### Data for this task
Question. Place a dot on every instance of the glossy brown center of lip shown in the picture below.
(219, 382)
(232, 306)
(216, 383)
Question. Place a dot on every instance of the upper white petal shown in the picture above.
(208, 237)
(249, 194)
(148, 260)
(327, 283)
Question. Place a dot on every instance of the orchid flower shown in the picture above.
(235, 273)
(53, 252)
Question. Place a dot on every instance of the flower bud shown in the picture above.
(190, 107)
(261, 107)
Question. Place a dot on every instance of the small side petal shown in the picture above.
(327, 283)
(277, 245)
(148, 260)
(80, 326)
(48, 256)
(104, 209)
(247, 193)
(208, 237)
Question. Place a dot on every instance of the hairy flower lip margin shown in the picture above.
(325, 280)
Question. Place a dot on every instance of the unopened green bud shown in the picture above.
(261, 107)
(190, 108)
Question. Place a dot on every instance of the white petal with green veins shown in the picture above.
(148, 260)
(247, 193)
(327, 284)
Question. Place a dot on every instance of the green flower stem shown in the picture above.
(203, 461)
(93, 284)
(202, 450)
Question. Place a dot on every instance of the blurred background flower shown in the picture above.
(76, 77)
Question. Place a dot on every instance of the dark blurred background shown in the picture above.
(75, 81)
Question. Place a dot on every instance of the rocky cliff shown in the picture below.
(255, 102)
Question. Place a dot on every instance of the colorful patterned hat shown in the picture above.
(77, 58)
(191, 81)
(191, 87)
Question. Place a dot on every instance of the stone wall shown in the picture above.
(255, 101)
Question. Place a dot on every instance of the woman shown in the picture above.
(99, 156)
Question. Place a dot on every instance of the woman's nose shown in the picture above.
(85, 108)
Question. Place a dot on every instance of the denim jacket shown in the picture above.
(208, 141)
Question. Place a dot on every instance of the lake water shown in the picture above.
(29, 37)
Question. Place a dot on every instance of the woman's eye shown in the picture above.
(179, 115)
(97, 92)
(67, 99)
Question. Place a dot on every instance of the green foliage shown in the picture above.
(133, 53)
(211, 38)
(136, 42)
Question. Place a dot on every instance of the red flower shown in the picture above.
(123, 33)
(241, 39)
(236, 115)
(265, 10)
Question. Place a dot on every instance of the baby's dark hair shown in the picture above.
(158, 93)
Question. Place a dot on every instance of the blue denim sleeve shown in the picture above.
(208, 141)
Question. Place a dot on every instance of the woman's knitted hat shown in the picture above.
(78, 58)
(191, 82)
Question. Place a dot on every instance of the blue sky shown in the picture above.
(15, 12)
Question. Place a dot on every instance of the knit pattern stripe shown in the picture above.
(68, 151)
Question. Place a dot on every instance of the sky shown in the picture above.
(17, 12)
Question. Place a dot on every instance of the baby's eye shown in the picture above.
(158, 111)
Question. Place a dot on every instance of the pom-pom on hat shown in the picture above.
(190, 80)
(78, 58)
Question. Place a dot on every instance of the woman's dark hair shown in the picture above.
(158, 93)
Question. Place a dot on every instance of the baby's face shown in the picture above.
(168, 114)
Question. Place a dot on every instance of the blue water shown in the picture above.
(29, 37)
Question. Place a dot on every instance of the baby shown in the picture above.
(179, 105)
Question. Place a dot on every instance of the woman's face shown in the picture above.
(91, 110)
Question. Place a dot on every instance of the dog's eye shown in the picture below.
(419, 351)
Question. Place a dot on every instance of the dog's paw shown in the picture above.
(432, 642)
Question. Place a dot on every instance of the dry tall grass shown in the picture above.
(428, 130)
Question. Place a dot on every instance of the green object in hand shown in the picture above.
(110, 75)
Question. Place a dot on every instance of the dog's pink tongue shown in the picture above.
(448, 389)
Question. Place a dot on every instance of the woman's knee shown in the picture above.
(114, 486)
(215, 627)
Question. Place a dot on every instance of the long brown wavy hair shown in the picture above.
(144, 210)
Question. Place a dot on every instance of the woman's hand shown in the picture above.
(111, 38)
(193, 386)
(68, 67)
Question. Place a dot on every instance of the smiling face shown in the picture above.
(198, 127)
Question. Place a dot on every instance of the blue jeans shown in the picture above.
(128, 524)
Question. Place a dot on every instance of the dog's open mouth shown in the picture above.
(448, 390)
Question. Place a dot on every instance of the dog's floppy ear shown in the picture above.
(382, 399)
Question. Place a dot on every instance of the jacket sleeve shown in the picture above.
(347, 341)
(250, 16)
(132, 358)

### Task directions
Give the listing again, word for word.

### Output for this exercise
Question. Place a dot on every instance of the glossy brown center of lip shown in the picture below.
(219, 382)
(232, 306)
(216, 383)
Question. Place a dot on every instance of the upper white petal shown in the picture above.
(208, 237)
(249, 194)
(148, 260)
(327, 283)
Question. Place a dot on every instance of the orchid flower shown in the picture above.
(235, 273)
(53, 252)
Question. Place a dot on every instance of the flower bud shown in the picture above.
(190, 107)
(261, 107)
Question. Place a dot on every instance of the small side petal shown in the picture above.
(327, 283)
(277, 245)
(148, 260)
(80, 326)
(48, 256)
(104, 209)
(247, 193)
(208, 237)
Question. Place a dot on every instance of the hairy flower lip margin shown in the picture above.
(325, 280)
Question. Place a dot on every instance of the unopened green bud shown in the picture above.
(261, 107)
(190, 108)
Question. Place a dot on every instance of the white petal with green veins shown in the picture above.
(148, 260)
(247, 193)
(327, 284)
Question. Place a dot on every instance of the green flower stem shown in the picture above.
(203, 461)
(93, 284)
(202, 450)
Question. Place a dot on every instance of the blurred background flower shown in the picture above.
(76, 77)
Question. Place a dot on every instance of the dark blurred background shown in the picture above.
(75, 81)
Question. Place a dot on every instance of the rocky cliff shown in the picture below.
(255, 102)
Question. Place a dot on every instance of the colorful patterned hat shown in the picture above.
(77, 58)
(191, 81)
(191, 87)
Question. Place a dot on every instance of the stone wall shown in the picture above.
(255, 101)
Question. Place a dot on every instance of the woman shown in the picture above.
(99, 156)
Question. Place a dot on every instance of the woman's nose shown in the picture above.
(85, 108)
Question. Place a dot on every instance of the denim jacket shown in the picture above.
(208, 141)
Question. Place a dot on every instance of the lake water shown in the picture above.
(29, 37)
Question. Place a dot on every instance of the woman's eye shown in the picture above.
(179, 115)
(97, 92)
(67, 99)
Question. Place a dot on every instance of the green foliage shown in the picture above.
(133, 53)
(211, 38)
(136, 42)
Question. Place a dot on every instance of the red flower shown in the picture above.
(123, 33)
(241, 39)
(236, 115)
(265, 10)
Question. Place a dot on every instance of the baby's dark hair shown in the picture above.
(158, 93)
Question. Place a dot on every instance of the blue denim sleeve shown in the picture above.
(208, 141)
Question. Place a dot on every instance of the woman's knitted hat shown in the picture above.
(78, 58)
(191, 82)
Question. Place a dot on every instance of the blue sky shown in the picture above.
(15, 12)
Question. Place a dot on every instance of the knit pattern stripe shown in the picture above.
(68, 151)
Question. Place a dot on every instance of the sky shown in the picture above.
(17, 12)
Question. Place a dot on every instance of the baby's eye shown in the picture above.
(158, 111)
Question. Place a dot on every instance of the pom-pom on hat shown in the picture above.
(190, 80)
(78, 58)
Question. Place a dot on every instance of the woman's dark hair shown in the picture above.
(158, 93)
Question. Place a dot on every instance of the baby's face shown in the picture above.
(168, 114)
Question. Place a dot on every instance of the blue water shown in the picture above.
(29, 37)
Question. Place a dot on every instance of the baby shown in the picture above.
(179, 105)
Question. Place a dot on every instance of the woman's face shown in the picture above.
(91, 110)
Question. Place a dot on every instance of the dog's eye shown in the picture below.
(419, 351)
Question. Place a dot on every instance of the dog's paw shown in the picture above.
(432, 642)
Question. Place a dot on every instance of the dry tall grass shown in the picture above.
(428, 130)
Question. Place a dot on every instance of the green object in hand shown in the picture above.
(110, 75)
Question. Place a dot on every instance of the dog's pink tongue shown in the picture above.
(448, 389)
Question. Place a dot on every instance of the woman's knee shown in the picture above.
(114, 486)
(215, 627)
Question. Place a dot on every instance of the long brown wavy hair shown in the picture above.
(144, 210)
Question. Place a dot on every instance of the woman's hand shown in the picture above.
(111, 38)
(193, 386)
(68, 67)
Question. Place a dot on every instance of the smiling face shown in the picture above.
(198, 127)
Question. Place a dot on every instance of the blue jeans shown in the picture above.
(128, 524)
Question. Place a dot on every instance of the dog's open mouth shown in the picture above.
(448, 390)
Question. Place a dot on every instance of the dog's floppy ear shown in the picture above.
(382, 399)
Question. Place a dot on every instance of the jacket sleeve shown in the picture above.
(347, 341)
(250, 16)
(132, 358)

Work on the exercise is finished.